Location identification items:
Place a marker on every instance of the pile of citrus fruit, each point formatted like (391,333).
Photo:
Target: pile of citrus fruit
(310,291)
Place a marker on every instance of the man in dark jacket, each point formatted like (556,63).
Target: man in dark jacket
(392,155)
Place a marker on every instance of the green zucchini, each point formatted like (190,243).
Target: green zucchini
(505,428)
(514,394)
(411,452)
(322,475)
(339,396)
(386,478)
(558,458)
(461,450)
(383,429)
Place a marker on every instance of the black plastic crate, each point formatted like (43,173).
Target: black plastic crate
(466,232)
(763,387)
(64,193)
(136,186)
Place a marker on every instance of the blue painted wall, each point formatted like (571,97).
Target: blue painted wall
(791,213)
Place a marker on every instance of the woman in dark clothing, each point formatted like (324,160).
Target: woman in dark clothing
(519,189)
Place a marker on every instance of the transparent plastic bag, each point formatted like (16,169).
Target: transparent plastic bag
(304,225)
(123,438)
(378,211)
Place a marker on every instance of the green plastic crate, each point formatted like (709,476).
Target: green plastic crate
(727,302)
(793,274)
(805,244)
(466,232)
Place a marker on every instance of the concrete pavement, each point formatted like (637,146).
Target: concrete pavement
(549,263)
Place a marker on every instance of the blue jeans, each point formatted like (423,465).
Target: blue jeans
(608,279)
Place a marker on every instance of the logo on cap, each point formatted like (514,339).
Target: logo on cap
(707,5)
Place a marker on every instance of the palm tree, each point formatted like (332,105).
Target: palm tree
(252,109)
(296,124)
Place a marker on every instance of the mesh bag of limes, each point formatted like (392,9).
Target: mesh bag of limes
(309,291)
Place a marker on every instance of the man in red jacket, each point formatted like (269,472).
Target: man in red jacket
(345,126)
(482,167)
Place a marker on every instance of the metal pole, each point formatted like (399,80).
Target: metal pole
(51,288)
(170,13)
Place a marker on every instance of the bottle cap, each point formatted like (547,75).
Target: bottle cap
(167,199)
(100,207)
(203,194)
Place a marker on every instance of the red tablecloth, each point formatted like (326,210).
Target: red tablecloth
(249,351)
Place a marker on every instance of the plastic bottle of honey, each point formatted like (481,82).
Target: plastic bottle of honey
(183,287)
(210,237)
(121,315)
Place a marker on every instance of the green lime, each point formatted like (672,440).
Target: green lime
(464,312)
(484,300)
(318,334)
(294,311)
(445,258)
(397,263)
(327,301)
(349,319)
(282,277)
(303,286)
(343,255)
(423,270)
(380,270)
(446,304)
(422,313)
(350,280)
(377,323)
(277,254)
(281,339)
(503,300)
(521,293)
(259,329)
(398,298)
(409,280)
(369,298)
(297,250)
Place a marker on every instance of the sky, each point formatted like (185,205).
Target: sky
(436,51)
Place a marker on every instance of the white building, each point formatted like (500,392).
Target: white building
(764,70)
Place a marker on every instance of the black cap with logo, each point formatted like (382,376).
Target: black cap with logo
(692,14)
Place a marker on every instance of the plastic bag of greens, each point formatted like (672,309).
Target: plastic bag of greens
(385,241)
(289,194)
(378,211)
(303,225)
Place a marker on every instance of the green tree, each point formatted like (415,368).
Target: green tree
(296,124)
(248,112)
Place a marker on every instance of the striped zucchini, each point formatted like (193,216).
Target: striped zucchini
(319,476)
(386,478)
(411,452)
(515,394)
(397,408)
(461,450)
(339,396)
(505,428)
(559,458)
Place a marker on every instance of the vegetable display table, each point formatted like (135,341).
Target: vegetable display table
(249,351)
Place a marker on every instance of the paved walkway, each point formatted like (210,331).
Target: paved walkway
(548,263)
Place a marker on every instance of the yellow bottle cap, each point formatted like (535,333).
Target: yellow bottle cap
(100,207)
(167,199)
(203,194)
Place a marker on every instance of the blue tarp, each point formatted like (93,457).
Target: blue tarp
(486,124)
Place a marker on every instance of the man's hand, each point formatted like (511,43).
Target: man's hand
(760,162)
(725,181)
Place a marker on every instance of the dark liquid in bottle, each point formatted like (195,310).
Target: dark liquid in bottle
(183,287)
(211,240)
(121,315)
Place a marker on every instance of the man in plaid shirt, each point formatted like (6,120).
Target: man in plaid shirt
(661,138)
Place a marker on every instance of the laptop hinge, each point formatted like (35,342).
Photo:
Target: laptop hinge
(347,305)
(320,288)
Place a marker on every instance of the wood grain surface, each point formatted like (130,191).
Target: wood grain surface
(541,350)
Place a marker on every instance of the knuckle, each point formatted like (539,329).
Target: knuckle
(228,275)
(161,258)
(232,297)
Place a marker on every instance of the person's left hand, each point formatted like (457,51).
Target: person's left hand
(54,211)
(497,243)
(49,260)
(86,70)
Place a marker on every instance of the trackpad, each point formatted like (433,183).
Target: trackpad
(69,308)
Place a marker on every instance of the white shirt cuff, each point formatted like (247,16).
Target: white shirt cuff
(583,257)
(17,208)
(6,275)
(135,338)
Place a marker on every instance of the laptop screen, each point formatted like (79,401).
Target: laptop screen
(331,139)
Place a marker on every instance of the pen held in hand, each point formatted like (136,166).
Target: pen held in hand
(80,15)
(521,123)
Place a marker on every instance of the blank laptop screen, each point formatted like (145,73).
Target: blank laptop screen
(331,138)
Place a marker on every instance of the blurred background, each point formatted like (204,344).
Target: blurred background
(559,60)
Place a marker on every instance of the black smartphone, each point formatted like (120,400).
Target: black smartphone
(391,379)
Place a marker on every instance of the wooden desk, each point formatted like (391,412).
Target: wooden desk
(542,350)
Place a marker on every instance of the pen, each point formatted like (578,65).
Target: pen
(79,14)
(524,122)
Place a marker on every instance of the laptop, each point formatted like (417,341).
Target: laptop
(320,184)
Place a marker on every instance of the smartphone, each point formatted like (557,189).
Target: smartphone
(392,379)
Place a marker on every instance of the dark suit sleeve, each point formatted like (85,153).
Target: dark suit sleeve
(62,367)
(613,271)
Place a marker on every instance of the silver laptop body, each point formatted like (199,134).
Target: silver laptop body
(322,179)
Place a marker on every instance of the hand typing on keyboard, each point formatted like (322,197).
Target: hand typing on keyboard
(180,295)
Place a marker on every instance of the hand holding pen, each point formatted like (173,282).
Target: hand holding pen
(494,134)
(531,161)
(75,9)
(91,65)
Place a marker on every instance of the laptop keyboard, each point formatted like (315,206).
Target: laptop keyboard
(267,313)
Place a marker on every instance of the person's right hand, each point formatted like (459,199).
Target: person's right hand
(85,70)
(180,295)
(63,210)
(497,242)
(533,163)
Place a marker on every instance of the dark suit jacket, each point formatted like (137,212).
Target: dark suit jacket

▶ Task description
Return all of the records above word for word, keeping every line unchanged.

▶ Answer to the problem
Place a marker on every instance of the pile of citrus fruit, each point formatted like (391,333).
Photo:
Target: pile of citrus fruit
(310,291)
Place a marker on every instance of the man in dark jacket, each point formatted like (556,63).
Target: man in dark jacket
(392,155)
Place a marker on every instance of the green zucchini, each point formatted like (190,243).
Target: green zucchini
(505,428)
(514,394)
(411,452)
(322,475)
(339,396)
(386,478)
(558,458)
(461,450)
(383,429)
Place a marker on every instance of the black plastic crate, each point formatted like (43,173).
Target: black plastic crate
(466,232)
(763,387)
(64,193)
(136,186)
Place a marker on every instance of the blue painted wall, each point formatted like (571,97).
Target: blue painted wall
(791,213)
Place a marker on every instance of the woman in dark clothing, each point formatted like (324,160).
Target: woman in dark clothing
(519,189)
Place a marker on every instance of the transparent plastic bag, each point formatted like (16,169).
Target: transparent plastic bag
(304,225)
(123,438)
(378,211)
Place a marker on every instance of the green plastic crate, each point formatted like (709,476).
Target: green plastic crate
(727,302)
(793,274)
(805,244)
(466,232)
Place a marker on every instance of the concrete pavement, each point formatted like (637,146).
Target: concrete pavement
(549,263)
Place a marker on every instance of the blue jeans, each point formatted like (423,465).
Target: blue jeans
(608,279)
Place a marker on every instance of the logo on cap, each point formatted like (514,339).
Target: logo on cap
(707,5)
Place a marker on every instance of the palm tree, each point formatted like (332,105).
Target: palm tree
(252,109)
(296,124)
Place a marker on every instance of the mesh bag of limes, each point formatted like (392,9).
Target: mesh bag of limes
(309,291)
Place a marker on every instance of the man in red jacket, each point formatted like (269,472).
Target: man in red jacket
(345,126)
(482,167)
Place a marker on every instance of the metal pole, each point formatted like (399,80).
Target: metal pole
(51,288)
(170,13)
Place a marker on every instance of the bottle cap, each point formatted like (547,75).
Target: bottle cap
(167,199)
(100,207)
(203,194)
Place a marker on every instance of the red tablecloth, each point formatted like (326,210).
Target: red tablecloth
(249,351)
Place a marker on every instance of the plastic bottle of honey, each point formatted like (481,82).
Target: plastic bottle of honey
(183,287)
(210,237)
(121,315)
Place a marker on every instance of the green lime, each point formatted like (672,440).
Target: green lime
(464,312)
(484,300)
(318,334)
(294,311)
(445,258)
(397,263)
(327,301)
(349,319)
(282,277)
(303,286)
(343,255)
(423,270)
(380,270)
(446,304)
(422,313)
(350,280)
(377,323)
(277,254)
(281,339)
(503,300)
(521,293)
(259,329)
(398,298)
(409,280)
(369,298)
(297,250)
Place a marker on every instance of the sky, each point formatted like (185,205).
Target: sky
(436,51)
Place a marker on every instance of the white building, each point formatted like (500,392).
Target: white building
(764,70)
Place a marker on every instance of the black cap with logo, each point formatted like (382,376).
Target: black cap with logo
(692,14)
Place a marker on every instance of the plastic bag of greens, each point formatted like (672,309).
Target: plastic bag of greens
(385,241)
(289,194)
(378,211)
(303,225)
Place a marker on every instance of the green tree, each point formatted like (415,368).
Target: green tree
(296,124)
(248,112)
Place a marker on every instance of the striped zucchini, each point formatted like (193,216).
Target: striped zucchini
(319,476)
(386,478)
(411,452)
(515,394)
(397,408)
(461,450)
(339,396)
(505,428)
(559,458)
Place a marker on every instance of the vegetable display table, each point formatted like (135,341).
Target: vegetable display table
(249,351)
Place a marker on every instance of the paved walkway, each point formatted like (210,331).
Target: paved walkway
(548,263)
Place a marker on every instance of the yellow bottle cap, each point formatted like (535,333).
Target: yellow bottle cap
(100,207)
(167,199)
(203,194)
Place a marker on every instance of the blue tarp, each point formatted like (93,457).
Target: blue tarp
(486,124)
Place a marker on every instance of the man's hand, each point formatted like (511,43).
Target: man's hand
(760,162)
(725,181)
Place a marker on every instance of the dark liquid in bottle, each point formatted like (195,310).
Target: dark liquid in bottle
(183,287)
(211,240)
(121,315)
Place a marker on every instance of the man in plaid shirt, each point formatted like (6,120).
Target: man in plaid shirt
(661,138)
Place a marker on every instance of the laptop hinge, each point formatted like (35,342).
Photo:
Target: laptop hinge
(347,305)
(320,288)
Place a marker on every instance of the wood grain surface, each point formatted like (130,191).
Target: wood grain surface
(541,350)
Place a marker on every instance of the knuckle, each point formatted like (539,329).
Target: knuckle
(228,275)
(161,258)
(232,297)
Place a marker on every instance of the person's left hand, each point formatted like (457,51).
Target: person's left hand
(54,211)
(497,243)
(49,260)
(86,70)
Place a marker on every instance of the trackpad, each point formatted like (433,183).
Target: trackpad
(69,308)
Place a marker on every instance of the white shirt cuff, each point formatted like (247,16).
Target: white shirt cuff
(583,257)
(17,208)
(6,275)
(135,338)
Place a marker on every instance of the laptop screen, each point formatted like (79,401).
Target: laptop screen
(331,139)
Place a marker on every instance of the pen held in hand, each point formatted like (136,166).
Target: pen held in hand
(80,15)
(521,123)
Place a marker on every instance of the blank laptop screen, each point formatted like (145,73).
Target: blank laptop screen
(331,138)
Place a marker on every instance of the blurred background, each point formatted like (204,344).
Target: blurred background
(559,60)
Place a marker on every instance of the black smartphone, each point formatted like (120,400).
Target: black smartphone
(391,379)
Place a marker on every instance of the wooden desk, each point formatted like (391,412).
Target: wooden desk
(542,350)
Place a marker on every instance of the pen, each point formatted like (578,65).
Target: pen
(79,14)
(524,122)
Place a marker on every instance of the laptop, each point formatted like (417,341).
Target: laptop
(320,184)
Place a marker on every instance of the smartphone, each point formatted like (557,189).
Target: smartphone
(392,379)
Place a marker on every instance of the dark suit sleeve, each point formatted like (85,153).
Target: dark suit sleeve
(62,367)
(613,271)
Place a marker on every instance of the silver laptop body, each point formatted like (199,134).
Target: silver laptop body
(322,179)
Place a marker on every instance of the hand typing on keyboard, each point formatted like (322,197).
Target: hand typing on keyboard
(180,295)
Place a marker on every instance of the hand holding pen, each point formatted like (173,282).
Target: hand holding pen
(494,134)
(531,161)
(75,9)
(91,65)
Place a marker on every instance of the laptop keyboard, each point formatted like (315,206).
Target: laptop keyboard
(267,313)
Place a marker on every instance of the person's right hand, each point formatted like (459,199).
Target: person's right hand
(85,70)
(180,295)
(63,210)
(497,242)
(533,163)
Place a marker on every instance of the dark suit jacket, each point formatted like (137,212).
Target: dark suit jacket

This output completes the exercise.